YOUR GOAL:
Produce a verbatim copy of the entries listed below.

INFORMATION GIVEN:

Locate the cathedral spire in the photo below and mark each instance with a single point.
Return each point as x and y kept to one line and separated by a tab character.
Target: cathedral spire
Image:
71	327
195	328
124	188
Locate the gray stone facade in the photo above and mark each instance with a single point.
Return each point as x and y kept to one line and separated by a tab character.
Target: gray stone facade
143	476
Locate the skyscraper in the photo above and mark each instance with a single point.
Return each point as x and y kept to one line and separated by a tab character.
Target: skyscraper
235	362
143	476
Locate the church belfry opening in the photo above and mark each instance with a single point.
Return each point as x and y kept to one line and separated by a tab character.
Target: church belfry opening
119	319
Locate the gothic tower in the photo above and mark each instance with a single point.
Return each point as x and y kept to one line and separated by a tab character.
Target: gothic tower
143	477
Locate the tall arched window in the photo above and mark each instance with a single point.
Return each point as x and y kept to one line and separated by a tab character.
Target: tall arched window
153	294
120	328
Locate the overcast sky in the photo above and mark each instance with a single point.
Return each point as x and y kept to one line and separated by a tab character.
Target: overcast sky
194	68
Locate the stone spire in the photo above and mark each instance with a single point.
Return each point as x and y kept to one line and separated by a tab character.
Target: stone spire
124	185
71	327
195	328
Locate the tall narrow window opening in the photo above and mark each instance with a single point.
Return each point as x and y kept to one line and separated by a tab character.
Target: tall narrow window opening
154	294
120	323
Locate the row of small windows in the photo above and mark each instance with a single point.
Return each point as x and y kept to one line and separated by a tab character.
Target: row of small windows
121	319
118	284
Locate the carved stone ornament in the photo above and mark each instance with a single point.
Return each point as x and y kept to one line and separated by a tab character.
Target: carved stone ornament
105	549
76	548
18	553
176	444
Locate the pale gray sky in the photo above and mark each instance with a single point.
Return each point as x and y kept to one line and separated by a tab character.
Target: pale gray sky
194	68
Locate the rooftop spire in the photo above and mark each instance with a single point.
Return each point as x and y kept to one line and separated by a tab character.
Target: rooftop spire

RESULT OF THE EXERCISE:
Locate the cathedral spire in the photo below and mark each instance with a single point.
Return each point as x and y kept to one line and separated by a tab character.
Target: cathedral spire
Image:
71	327
195	328
124	188
Locate the gray stone facade in the photo above and mark each instance with a single point.
Return each point as x and y kept to one line and separated by a tab character.
Target: gray stone facade
143	476
Locate the skyscraper in the photo above and mark each instance with a single point.
Return each point as x and y kept to one line and separated by a tab character.
Target: skyscraper
235	362
143	476
Locate the church belfry opening in the photo above and mark each instance with a single point.
Return each point as x and y kept to one line and separated by a tab character.
Target: church belfry opening
119	319
Locate the gothic tower in the photo above and mark each instance with a single point.
Return each point as x and y kept to one line and separated by a tab character.
Target: gothic tower
143	477
Locate the tall arched window in the photo above and mark each instance with a single point.
Return each point as x and y kept to one line and separated by a tab character.
Target: tall arched window
153	294
120	328
Locate the overcast sky in the photo above and mark each instance with a single point.
Return each point as x and y kept to one line and separated by a tab character.
Target: overcast sky
194	68
Locate the stone spire in the photo above and mark each instance with a single point.
Return each point as x and y kept to one line and separated by a tab character.
Target: stone spire
124	185
71	327
195	328
Locate the tall narrow window opening in the photo above and mark each instance with a single point.
Return each point as x and y kept to one line and separated by a tab character.
Target: tall narrow window opening
154	294
120	323
Locate the row of small windows in the photo above and mark each instance with a single point.
Return each point as x and y kept to one line and separated by a tab character.
Target: row of small windows
121	319
118	284
Locate the carved stone ornament in the photo above and mark each instance with a single point.
Return each point as x and y kept to one line and separated by a tab character.
Target: carved stone ornament
105	549
76	548
18	553
176	444
Locate the pale gray sky in the photo above and mark each instance with a single point.
Return each point as x and y kept to one line and separated by a tab character.
Target: pale gray sky
194	68
Locate the rooftop spire in the photo above and mark each instance with a single point.
Return each point as x and y kept to one line and separated by a tab character.
Target: rooftop spire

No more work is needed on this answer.